Requirements:
Copy everything from the line containing "Map the white boat." down to the end of the entries, both ends included, reproducing each line exactly.

Information supplied:

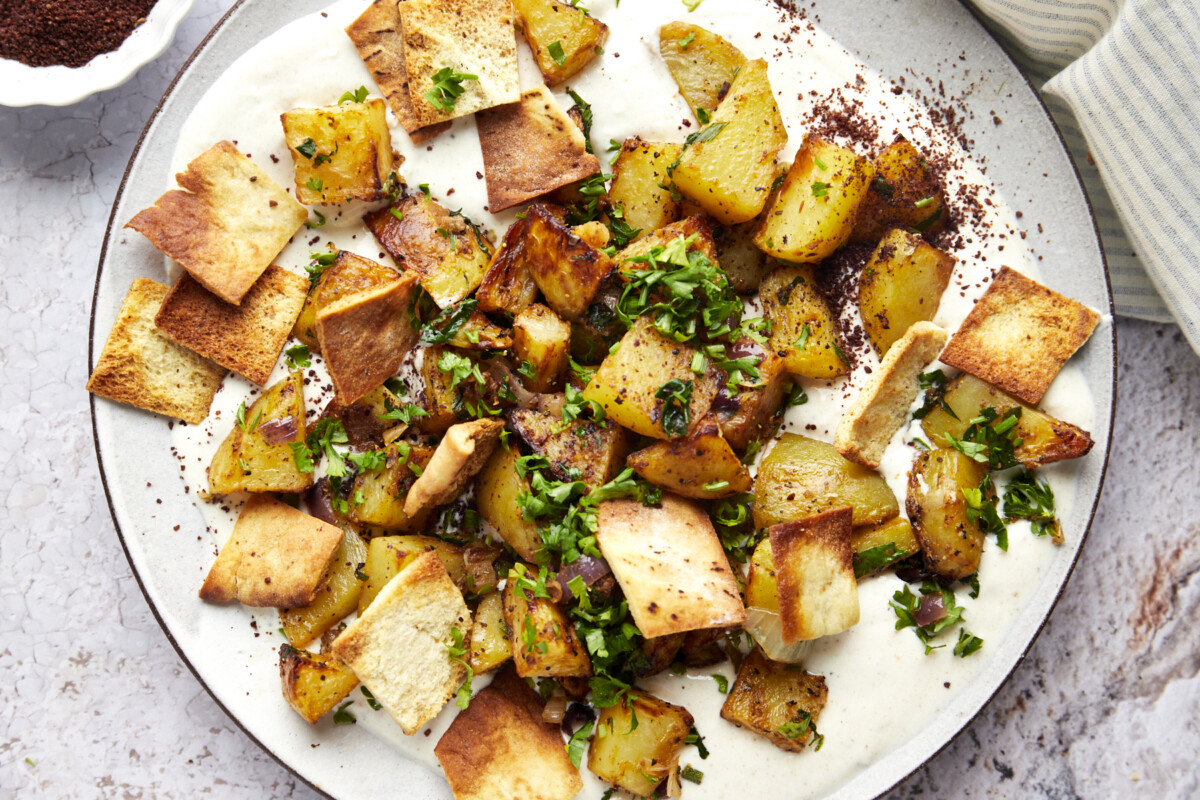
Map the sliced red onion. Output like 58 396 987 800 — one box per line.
912 593 946 627
557 555 612 600
258 414 300 445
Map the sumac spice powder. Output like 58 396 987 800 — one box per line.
0 0 155 67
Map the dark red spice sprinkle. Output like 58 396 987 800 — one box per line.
0 0 155 67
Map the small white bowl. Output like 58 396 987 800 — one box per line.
0 0 193 107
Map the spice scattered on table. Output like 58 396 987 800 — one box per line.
0 0 156 67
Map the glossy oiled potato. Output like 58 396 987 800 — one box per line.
754 433 900 528
906 450 988 581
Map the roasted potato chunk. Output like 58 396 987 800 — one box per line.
851 137 946 245
362 193 492 308
347 441 433 534
920 373 1093 469
754 433 900 528
721 649 829 753
280 98 396 205
626 414 754 500
209 371 312 494
906 450 988 581
509 409 630 488
475 219 538 314
754 136 874 264
850 517 920 581
280 644 359 724
608 137 683 236
858 229 954 357
583 317 718 439
588 691 695 798
522 204 616 320
659 22 746 121
512 0 608 86
504 564 592 678
760 264 850 379
512 302 571 392
673 59 787 225
280 530 367 646
475 445 542 563
468 591 512 675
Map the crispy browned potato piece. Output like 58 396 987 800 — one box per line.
858 228 954 357
851 137 948 245
588 691 695 798
721 649 829 753
906 450 988 581
754 433 900 528
280 644 359 724
626 414 754 500
659 22 746 112
920 373 1093 469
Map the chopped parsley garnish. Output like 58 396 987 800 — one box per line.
889 581 982 656
1004 469 1062 542
337 86 367 106
421 297 479 344
446 616 472 711
287 344 312 369
854 542 912 578
654 378 696 439
779 711 824 752
425 67 479 114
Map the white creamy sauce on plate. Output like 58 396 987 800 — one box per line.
163 0 1094 798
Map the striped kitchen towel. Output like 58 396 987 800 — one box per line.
968 0 1200 353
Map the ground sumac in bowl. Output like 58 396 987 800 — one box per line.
0 0 156 67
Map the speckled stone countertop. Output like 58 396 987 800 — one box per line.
0 0 1200 800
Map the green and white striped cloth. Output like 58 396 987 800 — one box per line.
968 0 1200 353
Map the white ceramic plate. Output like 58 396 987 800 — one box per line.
0 0 193 107
92 0 1115 800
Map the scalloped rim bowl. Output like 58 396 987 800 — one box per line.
0 0 194 107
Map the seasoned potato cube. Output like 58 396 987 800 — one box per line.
905 450 988 581
626 414 754 500
674 59 787 224
512 302 571 392
362 193 492 308
713 219 775 294
583 317 718 439
523 204 616 319
209 371 312 494
760 264 850 378
504 564 592 678
754 136 872 264
280 98 396 205
280 644 359 724
754 433 900 528
588 691 695 798
512 0 608 86
468 591 512 675
769 506 858 644
608 137 683 236
659 22 746 116
359 536 469 616
858 229 954 357
850 517 920 579
851 137 946 245
347 441 433 534
714 351 790 450
475 445 542 563
509 409 630 488
721 649 829 753
475 219 538 314
280 530 367 646
920 373 1093 469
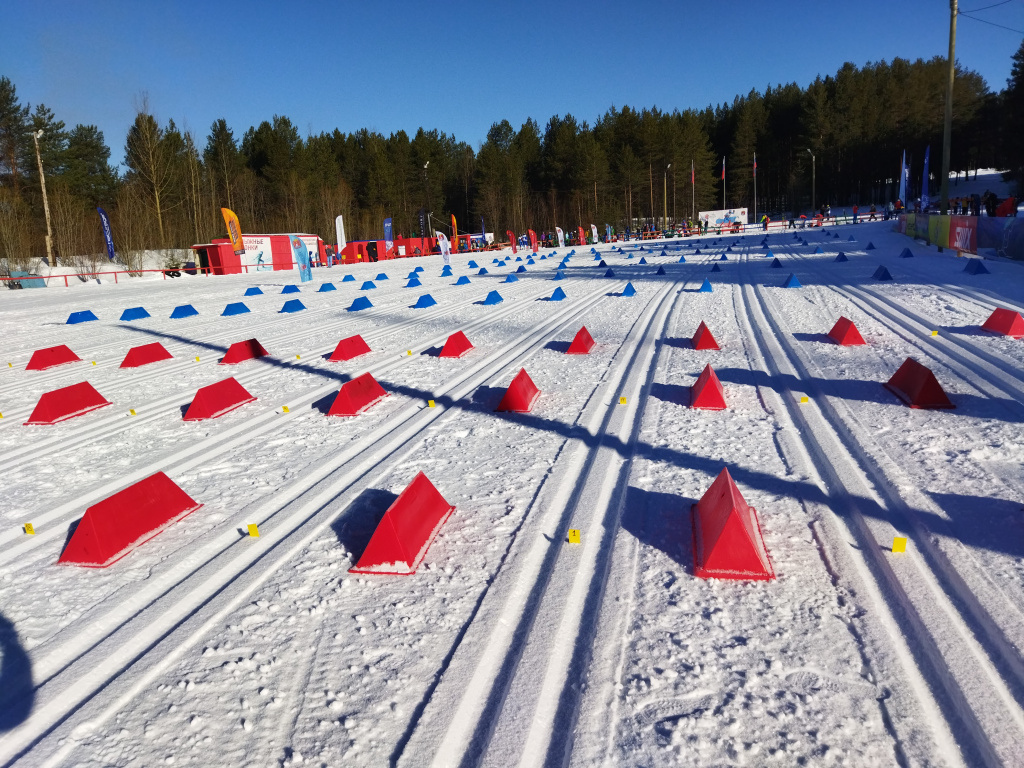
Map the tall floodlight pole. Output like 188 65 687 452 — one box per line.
807 150 816 218
926 0 957 216
32 129 56 266
662 163 672 231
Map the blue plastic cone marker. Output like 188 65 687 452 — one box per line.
171 304 199 319
121 306 150 323
220 301 249 317
413 293 437 309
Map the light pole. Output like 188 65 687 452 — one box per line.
662 163 672 232
807 150 816 218
32 128 56 266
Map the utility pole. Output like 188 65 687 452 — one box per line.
940 0 957 216
662 163 672 233
32 128 56 266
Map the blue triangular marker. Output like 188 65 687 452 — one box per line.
171 304 199 319
220 301 249 317
121 306 149 322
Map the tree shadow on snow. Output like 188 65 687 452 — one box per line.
331 488 398 563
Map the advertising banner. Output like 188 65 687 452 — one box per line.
288 234 313 283
96 208 114 261
220 208 246 256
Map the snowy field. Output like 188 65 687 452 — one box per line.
0 222 1024 768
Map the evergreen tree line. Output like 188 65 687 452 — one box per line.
0 44 1024 268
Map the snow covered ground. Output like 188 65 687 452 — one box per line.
0 222 1024 766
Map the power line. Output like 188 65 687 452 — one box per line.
957 11 1024 35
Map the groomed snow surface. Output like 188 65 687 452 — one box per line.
0 222 1024 767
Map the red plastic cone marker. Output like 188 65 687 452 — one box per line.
57 472 203 568
182 377 256 421
692 468 775 581
218 339 269 366
828 317 867 347
886 357 956 409
25 381 111 424
690 321 719 349
25 344 82 371
328 334 370 362
974 307 1024 339
496 368 541 414
437 331 473 357
565 326 594 354
690 365 726 411
121 341 174 368
327 374 387 416
349 472 455 575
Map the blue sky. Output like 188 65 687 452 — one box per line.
0 0 1024 162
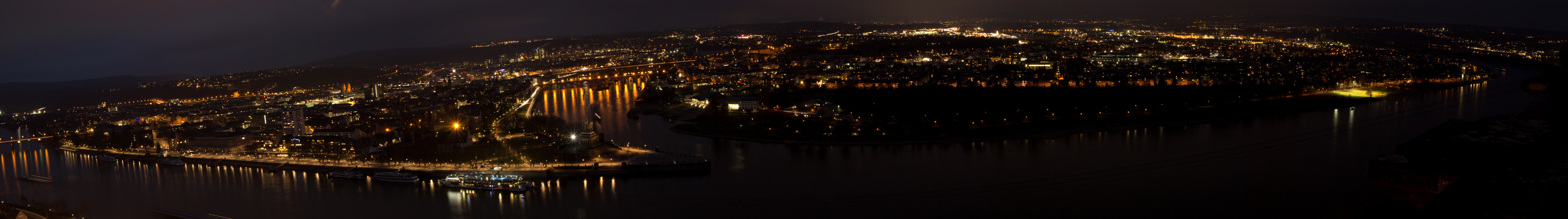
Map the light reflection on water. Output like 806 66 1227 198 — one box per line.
0 63 1530 219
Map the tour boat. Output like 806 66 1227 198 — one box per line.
441 173 533 191
370 172 419 183
158 158 185 166
326 172 365 178
21 175 53 183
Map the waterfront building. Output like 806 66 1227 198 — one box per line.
182 126 254 153
1024 61 1054 69
310 127 365 139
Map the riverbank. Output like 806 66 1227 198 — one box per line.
56 147 712 178
670 77 1491 145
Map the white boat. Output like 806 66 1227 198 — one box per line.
441 173 533 191
326 172 365 178
21 175 53 183
370 172 419 183
158 158 185 166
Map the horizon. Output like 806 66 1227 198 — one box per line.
0 0 1568 82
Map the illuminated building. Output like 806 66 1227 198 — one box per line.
282 107 314 135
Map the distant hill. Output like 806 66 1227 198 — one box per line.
0 74 196 112
299 22 859 68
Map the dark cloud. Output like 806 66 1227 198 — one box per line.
0 0 1568 82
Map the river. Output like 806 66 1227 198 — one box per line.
0 62 1538 219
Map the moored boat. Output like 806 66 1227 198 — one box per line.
326 172 365 178
370 172 419 183
441 172 533 191
19 175 53 183
158 158 185 166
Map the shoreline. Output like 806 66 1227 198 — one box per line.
670 77 1496 147
53 147 712 180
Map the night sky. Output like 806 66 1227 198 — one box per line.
0 0 1568 82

Complete response:
Map the white boat. Output like 806 66 1227 198 — one box per line.
441 173 533 191
326 172 365 178
21 175 53 183
370 172 419 183
158 158 185 166
Map the horizon. Output like 806 66 1227 198 — one box per line.
0 0 1568 82
Map the illuminated building. Output like 806 66 1227 198 — one box per line.
282 107 314 135
Map the distant hill. Output like 806 66 1227 198 — one box per line.
0 74 196 112
299 22 859 68
Map the dark cloud. Output like 806 66 1227 198 — one box per line.
0 0 1568 82
Map the river. Output like 806 66 1227 198 — one box per line.
0 62 1538 219
Map the moored boat. Output like 806 66 1227 198 — one box per line.
326 172 365 178
370 172 419 183
441 172 533 191
19 175 53 183
158 158 185 166
Map the shoreline. Output like 806 66 1227 198 — one box per line.
670 77 1496 147
53 147 712 180
Map the night sky. Output like 806 66 1227 198 — one box per line.
0 0 1568 82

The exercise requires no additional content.